■ Try it
Wherever "patch" appears in the records below, copy the line that holds it.

■ Material shown
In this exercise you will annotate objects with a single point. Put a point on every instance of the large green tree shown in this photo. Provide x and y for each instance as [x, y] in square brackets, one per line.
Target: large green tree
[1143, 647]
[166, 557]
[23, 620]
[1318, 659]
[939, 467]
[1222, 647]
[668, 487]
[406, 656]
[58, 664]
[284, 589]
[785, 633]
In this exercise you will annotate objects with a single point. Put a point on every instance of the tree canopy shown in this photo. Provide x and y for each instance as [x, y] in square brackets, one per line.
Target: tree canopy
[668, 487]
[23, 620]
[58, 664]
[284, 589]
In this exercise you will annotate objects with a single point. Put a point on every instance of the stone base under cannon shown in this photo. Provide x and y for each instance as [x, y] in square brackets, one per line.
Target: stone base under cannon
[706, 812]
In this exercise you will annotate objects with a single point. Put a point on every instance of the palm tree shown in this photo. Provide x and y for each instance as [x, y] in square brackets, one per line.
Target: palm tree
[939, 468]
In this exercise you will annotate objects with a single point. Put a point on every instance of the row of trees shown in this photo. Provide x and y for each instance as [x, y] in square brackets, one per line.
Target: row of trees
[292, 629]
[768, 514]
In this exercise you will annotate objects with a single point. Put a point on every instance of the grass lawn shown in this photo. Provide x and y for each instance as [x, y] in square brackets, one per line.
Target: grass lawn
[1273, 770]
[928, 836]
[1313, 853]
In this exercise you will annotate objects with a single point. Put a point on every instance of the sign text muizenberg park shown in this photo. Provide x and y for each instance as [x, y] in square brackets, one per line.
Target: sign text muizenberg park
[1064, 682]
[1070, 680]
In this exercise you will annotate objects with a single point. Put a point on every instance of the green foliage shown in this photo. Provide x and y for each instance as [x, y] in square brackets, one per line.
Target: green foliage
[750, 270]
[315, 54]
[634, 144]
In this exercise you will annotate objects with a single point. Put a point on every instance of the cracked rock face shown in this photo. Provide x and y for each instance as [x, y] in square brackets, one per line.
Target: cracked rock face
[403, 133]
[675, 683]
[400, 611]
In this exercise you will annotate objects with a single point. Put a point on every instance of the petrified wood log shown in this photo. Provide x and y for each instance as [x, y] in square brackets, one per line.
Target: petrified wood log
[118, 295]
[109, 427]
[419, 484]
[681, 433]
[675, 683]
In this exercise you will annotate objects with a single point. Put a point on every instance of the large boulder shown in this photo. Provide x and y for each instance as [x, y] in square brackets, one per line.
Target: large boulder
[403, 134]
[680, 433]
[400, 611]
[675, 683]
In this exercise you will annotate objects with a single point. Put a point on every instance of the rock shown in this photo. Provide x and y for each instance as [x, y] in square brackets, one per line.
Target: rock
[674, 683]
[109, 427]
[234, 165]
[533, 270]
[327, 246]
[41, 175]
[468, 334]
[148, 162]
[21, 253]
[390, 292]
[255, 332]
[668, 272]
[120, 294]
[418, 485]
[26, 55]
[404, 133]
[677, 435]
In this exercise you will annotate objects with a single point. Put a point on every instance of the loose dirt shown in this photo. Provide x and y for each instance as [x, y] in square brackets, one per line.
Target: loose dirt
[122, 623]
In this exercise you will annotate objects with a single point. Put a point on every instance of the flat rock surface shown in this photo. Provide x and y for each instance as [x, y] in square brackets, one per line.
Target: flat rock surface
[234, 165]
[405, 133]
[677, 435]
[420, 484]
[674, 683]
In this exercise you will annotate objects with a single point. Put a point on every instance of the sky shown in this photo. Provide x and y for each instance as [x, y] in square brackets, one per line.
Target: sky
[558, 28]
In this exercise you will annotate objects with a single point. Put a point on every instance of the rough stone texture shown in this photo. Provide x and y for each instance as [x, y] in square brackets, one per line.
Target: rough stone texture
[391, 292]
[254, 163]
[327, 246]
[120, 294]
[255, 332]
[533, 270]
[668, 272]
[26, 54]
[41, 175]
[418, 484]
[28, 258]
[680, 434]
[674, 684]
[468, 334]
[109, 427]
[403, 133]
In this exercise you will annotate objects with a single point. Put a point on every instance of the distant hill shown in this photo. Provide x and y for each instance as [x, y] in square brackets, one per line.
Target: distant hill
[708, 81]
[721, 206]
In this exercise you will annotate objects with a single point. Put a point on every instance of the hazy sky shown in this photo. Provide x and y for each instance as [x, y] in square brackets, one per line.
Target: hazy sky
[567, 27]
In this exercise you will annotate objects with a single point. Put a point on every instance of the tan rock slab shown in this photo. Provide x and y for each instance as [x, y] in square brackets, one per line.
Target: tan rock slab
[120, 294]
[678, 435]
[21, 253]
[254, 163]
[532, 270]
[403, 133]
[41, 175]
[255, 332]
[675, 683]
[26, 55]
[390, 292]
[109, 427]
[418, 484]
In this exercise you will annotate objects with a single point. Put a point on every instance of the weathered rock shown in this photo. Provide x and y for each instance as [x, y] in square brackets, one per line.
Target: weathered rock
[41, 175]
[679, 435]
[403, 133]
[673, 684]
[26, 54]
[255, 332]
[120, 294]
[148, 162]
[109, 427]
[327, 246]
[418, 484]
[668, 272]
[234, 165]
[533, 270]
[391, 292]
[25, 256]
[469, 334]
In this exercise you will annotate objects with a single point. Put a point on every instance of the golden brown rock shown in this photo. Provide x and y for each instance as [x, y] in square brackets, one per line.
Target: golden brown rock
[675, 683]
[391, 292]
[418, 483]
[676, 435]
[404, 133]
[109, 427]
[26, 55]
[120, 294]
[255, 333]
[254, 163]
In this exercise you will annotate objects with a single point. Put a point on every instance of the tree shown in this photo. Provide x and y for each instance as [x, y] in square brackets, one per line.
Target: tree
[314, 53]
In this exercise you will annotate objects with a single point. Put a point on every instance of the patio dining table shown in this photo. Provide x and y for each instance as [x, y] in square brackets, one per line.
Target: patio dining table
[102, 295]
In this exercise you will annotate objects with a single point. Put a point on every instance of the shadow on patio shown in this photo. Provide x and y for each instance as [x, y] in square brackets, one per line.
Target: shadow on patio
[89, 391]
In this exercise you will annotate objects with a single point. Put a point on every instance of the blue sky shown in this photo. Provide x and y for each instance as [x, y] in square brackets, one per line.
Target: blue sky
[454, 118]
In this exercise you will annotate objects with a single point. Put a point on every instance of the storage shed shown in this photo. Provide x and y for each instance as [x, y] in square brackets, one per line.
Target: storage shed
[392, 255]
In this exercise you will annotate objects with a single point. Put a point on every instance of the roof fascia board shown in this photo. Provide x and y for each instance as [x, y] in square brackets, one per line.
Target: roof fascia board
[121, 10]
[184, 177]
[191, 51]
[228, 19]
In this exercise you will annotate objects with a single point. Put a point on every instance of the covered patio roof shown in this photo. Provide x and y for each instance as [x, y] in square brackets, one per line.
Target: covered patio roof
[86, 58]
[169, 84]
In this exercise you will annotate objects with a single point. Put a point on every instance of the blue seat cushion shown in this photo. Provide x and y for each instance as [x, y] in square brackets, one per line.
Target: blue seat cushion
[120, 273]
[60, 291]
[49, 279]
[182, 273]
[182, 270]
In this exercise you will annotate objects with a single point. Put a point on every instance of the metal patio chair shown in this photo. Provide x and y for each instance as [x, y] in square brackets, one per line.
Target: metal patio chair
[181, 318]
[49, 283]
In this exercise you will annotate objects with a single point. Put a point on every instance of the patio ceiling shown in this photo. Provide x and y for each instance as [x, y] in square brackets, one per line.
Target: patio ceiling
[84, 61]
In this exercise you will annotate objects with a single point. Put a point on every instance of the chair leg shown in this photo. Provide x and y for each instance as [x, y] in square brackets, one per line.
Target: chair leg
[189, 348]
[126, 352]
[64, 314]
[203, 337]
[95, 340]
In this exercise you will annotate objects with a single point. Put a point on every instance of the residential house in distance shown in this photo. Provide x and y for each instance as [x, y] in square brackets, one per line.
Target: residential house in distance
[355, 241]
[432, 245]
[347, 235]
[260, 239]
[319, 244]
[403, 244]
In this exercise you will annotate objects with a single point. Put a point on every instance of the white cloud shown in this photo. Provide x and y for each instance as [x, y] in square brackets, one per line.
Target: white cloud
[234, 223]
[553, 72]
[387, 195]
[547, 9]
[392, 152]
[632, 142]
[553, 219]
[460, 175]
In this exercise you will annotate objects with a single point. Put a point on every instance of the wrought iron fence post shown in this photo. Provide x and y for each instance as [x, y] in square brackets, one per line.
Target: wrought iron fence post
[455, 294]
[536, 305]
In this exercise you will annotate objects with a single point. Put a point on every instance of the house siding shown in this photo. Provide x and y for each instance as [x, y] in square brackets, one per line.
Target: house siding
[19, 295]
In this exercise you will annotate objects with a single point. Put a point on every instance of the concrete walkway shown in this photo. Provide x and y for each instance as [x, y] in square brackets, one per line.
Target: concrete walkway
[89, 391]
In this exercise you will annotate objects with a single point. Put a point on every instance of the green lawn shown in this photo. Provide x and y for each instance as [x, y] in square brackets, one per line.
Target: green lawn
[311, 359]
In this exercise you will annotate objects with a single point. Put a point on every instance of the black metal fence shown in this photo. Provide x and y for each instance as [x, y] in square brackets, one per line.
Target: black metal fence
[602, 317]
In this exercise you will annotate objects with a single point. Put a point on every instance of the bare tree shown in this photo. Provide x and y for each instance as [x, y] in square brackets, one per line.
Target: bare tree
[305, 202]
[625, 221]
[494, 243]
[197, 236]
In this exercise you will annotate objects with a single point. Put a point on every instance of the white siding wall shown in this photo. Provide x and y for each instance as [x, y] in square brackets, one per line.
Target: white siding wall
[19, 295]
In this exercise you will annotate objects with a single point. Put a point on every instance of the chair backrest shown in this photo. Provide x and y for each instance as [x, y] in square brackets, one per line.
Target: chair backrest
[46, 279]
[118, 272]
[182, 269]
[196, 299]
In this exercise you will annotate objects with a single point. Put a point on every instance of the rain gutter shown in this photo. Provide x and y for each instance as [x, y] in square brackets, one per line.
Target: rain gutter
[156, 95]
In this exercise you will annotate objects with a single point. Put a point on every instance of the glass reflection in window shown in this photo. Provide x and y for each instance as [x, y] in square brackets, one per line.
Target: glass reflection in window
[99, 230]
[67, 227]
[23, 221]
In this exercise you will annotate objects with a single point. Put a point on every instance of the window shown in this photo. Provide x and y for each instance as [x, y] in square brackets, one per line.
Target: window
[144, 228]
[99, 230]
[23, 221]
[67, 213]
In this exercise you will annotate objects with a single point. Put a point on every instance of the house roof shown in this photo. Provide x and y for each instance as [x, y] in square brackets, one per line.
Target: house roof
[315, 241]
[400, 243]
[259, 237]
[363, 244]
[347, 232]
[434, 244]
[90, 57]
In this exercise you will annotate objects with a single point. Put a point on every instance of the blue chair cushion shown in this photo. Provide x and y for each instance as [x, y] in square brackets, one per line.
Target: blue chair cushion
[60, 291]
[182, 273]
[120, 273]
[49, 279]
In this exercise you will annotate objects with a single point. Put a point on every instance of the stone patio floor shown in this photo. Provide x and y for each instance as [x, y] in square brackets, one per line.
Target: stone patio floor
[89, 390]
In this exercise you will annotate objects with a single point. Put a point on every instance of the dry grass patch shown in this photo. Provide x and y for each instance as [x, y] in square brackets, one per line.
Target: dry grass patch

■ Finished task
In this exercise you will annotate objects with a single point. Put a point on every instance of the dry grass patch shown in this photo. Provide x and y for each instance as [x, y] in square brackets, one per line.
Target: dry grass patch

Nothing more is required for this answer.